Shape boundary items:
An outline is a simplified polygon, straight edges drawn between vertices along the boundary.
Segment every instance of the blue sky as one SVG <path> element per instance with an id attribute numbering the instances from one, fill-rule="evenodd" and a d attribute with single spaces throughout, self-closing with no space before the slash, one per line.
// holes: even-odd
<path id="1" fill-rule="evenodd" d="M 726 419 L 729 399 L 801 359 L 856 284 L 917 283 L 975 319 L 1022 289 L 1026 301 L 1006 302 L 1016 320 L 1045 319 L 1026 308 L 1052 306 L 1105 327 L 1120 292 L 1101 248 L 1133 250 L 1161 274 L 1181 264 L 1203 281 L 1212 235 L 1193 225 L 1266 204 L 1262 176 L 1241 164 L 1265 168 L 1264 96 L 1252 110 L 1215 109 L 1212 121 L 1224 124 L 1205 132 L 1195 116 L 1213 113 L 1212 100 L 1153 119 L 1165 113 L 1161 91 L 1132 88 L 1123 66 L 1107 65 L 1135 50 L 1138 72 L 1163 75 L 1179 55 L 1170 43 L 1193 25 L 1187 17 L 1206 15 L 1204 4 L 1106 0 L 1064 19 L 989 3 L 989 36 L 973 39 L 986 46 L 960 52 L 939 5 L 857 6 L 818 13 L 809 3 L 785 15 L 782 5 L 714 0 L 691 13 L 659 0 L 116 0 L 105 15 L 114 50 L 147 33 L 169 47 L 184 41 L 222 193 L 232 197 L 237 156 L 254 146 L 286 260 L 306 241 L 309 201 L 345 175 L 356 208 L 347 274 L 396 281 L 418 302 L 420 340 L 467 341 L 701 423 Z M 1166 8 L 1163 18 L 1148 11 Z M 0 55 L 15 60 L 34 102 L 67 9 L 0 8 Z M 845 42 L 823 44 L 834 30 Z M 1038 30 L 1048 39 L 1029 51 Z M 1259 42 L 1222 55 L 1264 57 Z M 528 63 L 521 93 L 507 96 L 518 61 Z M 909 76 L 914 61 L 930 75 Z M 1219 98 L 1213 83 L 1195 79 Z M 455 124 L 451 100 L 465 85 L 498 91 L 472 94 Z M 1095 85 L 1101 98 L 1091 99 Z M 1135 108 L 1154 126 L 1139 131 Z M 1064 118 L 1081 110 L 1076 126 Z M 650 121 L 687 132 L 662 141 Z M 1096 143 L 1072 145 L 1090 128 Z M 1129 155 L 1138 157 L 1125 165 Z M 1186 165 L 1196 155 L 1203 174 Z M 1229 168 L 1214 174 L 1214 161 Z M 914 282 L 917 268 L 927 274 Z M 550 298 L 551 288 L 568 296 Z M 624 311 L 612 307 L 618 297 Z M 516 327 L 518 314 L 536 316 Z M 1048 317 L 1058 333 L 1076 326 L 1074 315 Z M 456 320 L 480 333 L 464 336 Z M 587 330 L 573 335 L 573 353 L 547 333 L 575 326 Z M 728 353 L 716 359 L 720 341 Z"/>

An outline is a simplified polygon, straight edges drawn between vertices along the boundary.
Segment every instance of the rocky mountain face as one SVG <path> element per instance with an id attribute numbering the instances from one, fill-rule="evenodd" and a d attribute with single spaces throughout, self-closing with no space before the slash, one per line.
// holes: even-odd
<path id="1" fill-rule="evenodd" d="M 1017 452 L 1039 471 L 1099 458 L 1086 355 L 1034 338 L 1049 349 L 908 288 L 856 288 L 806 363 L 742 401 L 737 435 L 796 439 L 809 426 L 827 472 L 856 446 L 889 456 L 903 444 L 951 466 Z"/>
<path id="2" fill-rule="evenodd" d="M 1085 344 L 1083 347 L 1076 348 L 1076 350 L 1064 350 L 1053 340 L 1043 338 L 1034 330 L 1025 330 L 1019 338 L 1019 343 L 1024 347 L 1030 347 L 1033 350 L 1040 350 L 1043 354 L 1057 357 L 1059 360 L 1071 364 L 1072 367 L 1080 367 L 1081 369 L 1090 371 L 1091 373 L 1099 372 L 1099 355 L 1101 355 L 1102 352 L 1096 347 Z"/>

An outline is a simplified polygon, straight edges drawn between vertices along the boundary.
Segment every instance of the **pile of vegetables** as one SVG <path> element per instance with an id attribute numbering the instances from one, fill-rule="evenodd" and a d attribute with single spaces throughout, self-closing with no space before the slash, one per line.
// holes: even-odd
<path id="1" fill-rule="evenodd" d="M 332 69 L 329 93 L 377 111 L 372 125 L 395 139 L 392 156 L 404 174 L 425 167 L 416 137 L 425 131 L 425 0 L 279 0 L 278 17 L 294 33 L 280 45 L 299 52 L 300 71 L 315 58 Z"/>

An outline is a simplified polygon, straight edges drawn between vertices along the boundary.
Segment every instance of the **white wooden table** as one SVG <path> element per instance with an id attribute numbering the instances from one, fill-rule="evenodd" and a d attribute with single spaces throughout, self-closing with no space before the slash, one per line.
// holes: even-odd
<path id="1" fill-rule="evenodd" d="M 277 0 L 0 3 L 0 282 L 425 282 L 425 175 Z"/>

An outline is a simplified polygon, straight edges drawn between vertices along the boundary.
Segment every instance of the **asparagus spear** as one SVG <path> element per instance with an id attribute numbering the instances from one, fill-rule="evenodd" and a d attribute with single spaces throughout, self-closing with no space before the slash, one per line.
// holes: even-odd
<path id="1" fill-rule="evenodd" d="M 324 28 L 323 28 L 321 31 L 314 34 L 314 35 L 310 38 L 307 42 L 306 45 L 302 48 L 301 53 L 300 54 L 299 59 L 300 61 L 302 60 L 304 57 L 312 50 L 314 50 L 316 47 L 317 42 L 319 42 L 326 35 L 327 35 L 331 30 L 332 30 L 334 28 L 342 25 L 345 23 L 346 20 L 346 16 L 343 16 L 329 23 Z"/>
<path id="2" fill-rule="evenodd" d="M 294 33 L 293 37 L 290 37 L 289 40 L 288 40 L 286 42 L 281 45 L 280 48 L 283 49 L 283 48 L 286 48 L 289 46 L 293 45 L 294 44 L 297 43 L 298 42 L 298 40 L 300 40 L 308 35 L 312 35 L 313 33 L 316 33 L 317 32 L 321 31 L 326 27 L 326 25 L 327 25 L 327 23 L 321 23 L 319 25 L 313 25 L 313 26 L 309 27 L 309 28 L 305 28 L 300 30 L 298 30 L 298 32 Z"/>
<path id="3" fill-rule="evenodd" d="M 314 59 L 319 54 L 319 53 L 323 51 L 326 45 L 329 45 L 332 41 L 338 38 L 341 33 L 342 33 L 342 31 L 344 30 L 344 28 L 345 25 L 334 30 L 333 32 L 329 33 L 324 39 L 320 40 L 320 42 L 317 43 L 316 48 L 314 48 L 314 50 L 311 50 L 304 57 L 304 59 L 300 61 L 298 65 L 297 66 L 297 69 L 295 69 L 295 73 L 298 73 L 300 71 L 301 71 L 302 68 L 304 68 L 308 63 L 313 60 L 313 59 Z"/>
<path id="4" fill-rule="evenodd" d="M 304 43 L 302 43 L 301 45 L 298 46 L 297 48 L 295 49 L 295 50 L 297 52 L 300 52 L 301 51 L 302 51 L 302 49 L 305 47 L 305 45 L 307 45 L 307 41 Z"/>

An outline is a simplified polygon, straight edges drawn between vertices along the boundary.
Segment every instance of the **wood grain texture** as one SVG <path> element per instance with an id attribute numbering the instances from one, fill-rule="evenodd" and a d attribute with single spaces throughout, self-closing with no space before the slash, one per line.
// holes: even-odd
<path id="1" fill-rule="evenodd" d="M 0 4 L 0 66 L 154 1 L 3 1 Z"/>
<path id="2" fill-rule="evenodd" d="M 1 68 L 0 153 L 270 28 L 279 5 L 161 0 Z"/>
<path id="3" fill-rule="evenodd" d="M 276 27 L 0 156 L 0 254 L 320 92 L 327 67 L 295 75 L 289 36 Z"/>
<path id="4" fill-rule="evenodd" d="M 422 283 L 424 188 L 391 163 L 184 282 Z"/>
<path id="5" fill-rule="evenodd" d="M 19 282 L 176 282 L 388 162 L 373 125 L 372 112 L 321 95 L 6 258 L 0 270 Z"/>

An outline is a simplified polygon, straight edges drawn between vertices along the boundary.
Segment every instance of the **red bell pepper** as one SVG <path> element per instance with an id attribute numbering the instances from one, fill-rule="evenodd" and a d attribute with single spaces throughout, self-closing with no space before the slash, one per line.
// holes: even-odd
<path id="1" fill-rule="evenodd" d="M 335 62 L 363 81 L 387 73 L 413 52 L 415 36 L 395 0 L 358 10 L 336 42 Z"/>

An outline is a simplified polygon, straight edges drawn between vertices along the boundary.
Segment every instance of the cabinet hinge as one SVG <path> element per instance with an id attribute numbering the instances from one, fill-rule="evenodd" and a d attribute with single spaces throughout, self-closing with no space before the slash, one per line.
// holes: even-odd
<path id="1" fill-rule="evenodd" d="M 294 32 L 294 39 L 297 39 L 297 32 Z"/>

WRITTEN TASK:
Starting at the top of the items and ending with the line that contains "726 419 L 729", rewrite those lines with "blue sky" changed to "clear sky" and nothing else altered.

RESULT OF THIS TASK:
An outline is a simplified polygon, straight edges drawn between vertices along the boundary.
Segment every instance of the clear sky as one SVG <path> element per instance with an id attribute numbering the instances from one, fill-rule="evenodd" and a d attribute with single spaces throughout, self-closing with no space before the slash, one per line.
// holes: even-odd
<path id="1" fill-rule="evenodd" d="M 726 419 L 729 399 L 801 359 L 856 284 L 917 283 L 975 319 L 1022 289 L 1026 301 L 1006 302 L 1016 320 L 1045 319 L 1026 308 L 1052 306 L 1105 327 L 1120 292 L 1101 248 L 1133 250 L 1161 274 L 1181 264 L 1203 281 L 1212 235 L 1193 225 L 1266 204 L 1262 176 L 1241 164 L 1265 168 L 1264 96 L 1252 110 L 1215 109 L 1212 121 L 1224 124 L 1205 132 L 1195 116 L 1213 113 L 1212 100 L 1153 119 L 1165 113 L 1161 91 L 1132 88 L 1123 66 L 1107 65 L 1135 50 L 1138 72 L 1163 75 L 1179 55 L 1170 43 L 1193 25 L 1187 17 L 1206 15 L 1204 4 L 1106 0 L 1064 19 L 989 3 L 989 36 L 973 39 L 986 46 L 960 52 L 939 5 L 857 6 L 818 13 L 809 3 L 785 15 L 782 5 L 714 0 L 691 13 L 659 0 L 116 0 L 105 15 L 114 50 L 147 33 L 169 47 L 184 41 L 222 193 L 232 197 L 237 156 L 254 146 L 286 260 L 306 241 L 309 201 L 345 175 L 356 208 L 347 274 L 396 281 L 418 302 L 420 340 L 467 341 L 701 423 Z M 1166 8 L 1163 18 L 1148 11 Z M 0 55 L 15 60 L 34 102 L 67 9 L 0 8 Z M 845 42 L 823 44 L 834 30 Z M 1038 30 L 1048 39 L 1029 51 Z M 1259 42 L 1222 55 L 1264 57 Z M 528 63 L 521 93 L 507 96 L 518 61 Z M 909 76 L 914 61 L 930 75 Z M 1219 98 L 1213 83 L 1195 79 Z M 455 124 L 451 100 L 465 85 L 498 91 L 472 94 Z M 1095 85 L 1101 98 L 1091 99 Z M 1135 108 L 1154 126 L 1139 131 Z M 1064 118 L 1081 110 L 1076 126 Z M 650 121 L 687 132 L 662 141 Z M 1096 143 L 1072 145 L 1090 128 Z M 1129 155 L 1138 157 L 1125 165 Z M 1186 165 L 1196 155 L 1203 174 Z M 1229 168 L 1214 174 L 1214 161 Z M 914 282 L 917 268 L 927 274 Z M 550 298 L 551 288 L 568 296 Z M 624 311 L 612 307 L 618 297 Z M 516 327 L 518 314 L 536 316 Z M 1048 317 L 1058 333 L 1076 326 L 1074 315 Z M 456 320 L 480 333 L 464 336 Z M 587 330 L 573 335 L 573 353 L 547 333 L 575 326 Z M 728 353 L 716 359 L 720 341 Z"/>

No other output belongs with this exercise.